ТЕКСТОВЫЙ ФРАГМЕНТ:

——————————

То, что мы более всего ценим в этой опере, «аромат тончайших движений души» (по выражению Артуро Тосканини) присутствовал в спектакле главным образом благодаря музыке. Именно оркестр под управлением главного дирижера народного артиста РСФСР Б. И. Афанасьева, чутко следовавший за всеми нюансами чувств, создал ту атмосферу спектакля, в которой поведение героев становится не только внутренне мотивированным, но и духовно ценным для нас.
К сожалению, постановок, где оркестр активно исполнял бы свою роль созидателя спектакля, в текущем репертуаре театра меньшинство, хотя за последние годы театр как раз создал несколько спектаклей, которыми может гордиться. Напомним читателям о высоко оцененных критикой постановках «Семена Котко» Прокофьева, «Хованщины» Мусоргского, о балетах на музыку Щедрина «Анна Каренина» и «Конек-Горбунок». Были в театре и другие интересные работы, но уже приведенные примеры говорят о достаточных исполнительских ресурсах оркестра, без которых успех этих спектаклей был бы невозможен.

——————————

ЗАПИСИ НАБОРА ДАННЫХ:
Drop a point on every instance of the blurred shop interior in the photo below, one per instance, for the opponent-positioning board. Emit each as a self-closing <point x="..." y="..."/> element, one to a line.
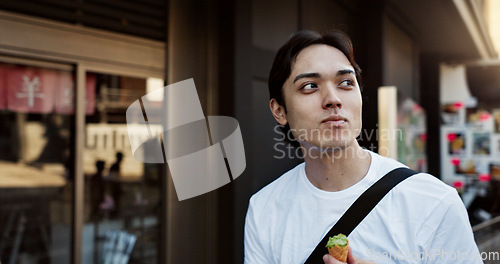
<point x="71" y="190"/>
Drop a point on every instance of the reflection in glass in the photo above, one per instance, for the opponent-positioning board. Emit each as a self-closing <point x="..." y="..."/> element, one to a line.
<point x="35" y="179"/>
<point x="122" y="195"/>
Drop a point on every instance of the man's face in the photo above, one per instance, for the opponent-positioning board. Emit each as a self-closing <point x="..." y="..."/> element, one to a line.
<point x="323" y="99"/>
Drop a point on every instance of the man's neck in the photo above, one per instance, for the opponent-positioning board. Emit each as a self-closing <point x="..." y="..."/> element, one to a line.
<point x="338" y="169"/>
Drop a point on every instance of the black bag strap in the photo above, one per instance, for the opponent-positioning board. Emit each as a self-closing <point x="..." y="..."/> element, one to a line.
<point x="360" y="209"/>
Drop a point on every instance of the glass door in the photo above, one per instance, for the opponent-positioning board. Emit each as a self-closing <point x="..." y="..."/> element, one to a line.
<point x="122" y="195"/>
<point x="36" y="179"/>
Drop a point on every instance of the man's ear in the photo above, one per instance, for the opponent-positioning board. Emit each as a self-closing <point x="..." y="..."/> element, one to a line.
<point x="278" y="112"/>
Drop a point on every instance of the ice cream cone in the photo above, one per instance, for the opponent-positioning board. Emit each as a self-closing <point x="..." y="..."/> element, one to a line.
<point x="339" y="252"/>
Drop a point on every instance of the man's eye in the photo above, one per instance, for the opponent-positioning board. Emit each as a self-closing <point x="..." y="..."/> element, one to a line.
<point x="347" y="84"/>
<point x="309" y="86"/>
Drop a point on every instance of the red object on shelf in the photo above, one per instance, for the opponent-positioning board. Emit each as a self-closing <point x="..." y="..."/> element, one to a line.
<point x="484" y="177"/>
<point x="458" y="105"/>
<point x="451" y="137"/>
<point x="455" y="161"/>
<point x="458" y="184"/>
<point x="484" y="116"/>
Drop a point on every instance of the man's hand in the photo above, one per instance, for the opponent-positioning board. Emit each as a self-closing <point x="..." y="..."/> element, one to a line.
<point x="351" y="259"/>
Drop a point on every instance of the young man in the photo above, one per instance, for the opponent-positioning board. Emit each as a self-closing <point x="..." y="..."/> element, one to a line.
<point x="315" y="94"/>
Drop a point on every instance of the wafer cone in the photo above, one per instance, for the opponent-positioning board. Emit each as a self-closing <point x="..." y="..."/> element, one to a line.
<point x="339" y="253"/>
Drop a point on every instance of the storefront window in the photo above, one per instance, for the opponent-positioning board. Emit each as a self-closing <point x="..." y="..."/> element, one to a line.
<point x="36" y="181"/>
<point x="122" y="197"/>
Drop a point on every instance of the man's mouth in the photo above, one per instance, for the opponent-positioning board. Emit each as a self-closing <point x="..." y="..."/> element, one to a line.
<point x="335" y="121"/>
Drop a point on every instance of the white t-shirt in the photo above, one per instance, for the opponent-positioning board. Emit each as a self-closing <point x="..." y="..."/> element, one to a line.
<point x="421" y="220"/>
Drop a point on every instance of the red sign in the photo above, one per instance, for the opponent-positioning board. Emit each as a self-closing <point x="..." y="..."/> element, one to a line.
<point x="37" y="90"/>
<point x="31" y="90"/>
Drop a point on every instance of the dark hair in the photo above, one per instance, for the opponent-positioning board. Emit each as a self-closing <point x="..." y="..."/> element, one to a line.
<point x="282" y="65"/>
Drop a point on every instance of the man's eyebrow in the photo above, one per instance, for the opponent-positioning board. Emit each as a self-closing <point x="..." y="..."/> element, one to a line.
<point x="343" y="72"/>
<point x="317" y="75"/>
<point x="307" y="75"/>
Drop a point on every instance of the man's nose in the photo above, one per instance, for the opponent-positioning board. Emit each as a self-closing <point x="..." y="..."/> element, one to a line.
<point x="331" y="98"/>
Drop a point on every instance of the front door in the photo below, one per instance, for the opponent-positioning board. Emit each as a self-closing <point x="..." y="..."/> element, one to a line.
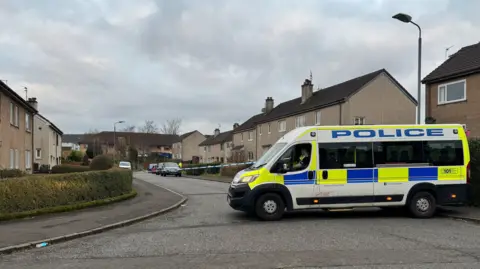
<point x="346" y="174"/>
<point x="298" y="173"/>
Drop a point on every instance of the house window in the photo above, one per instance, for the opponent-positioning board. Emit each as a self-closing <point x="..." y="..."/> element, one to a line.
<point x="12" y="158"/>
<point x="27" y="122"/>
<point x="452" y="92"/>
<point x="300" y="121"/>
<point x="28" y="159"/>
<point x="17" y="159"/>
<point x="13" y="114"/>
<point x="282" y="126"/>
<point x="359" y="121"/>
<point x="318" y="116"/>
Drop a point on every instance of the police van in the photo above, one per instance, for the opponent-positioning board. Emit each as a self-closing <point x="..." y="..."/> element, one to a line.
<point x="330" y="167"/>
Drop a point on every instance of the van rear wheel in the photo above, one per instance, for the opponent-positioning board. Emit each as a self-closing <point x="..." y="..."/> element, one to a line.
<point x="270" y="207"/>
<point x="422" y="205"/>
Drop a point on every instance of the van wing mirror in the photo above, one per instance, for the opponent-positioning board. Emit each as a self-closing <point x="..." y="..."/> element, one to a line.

——————————

УСЛОВИЕ ЗАДАНИЯ:
Выпишите из текстового фрагмента всё, начиная со слов «То, что мы более» и вниз до слов «ценным для нас.» включительно.

РЕШЕНИЕ ЗАДАЧИ:
То, что мы более всего ценим в этой опере, «аромат тончайших движений души» (по выражению Артуро Тосканини) присутствовал в спектакле главным образом благодаря музыке. Именно оркестр под управлением главного дирижера народного артиста РСФСР Б. И. Афанасьева, чутко следовавший за всеми нюансами чувств, создал ту атмосферу спектакля, в которой поведение героев становится не только внутренне мотивированным, но и духовно ценным для нас.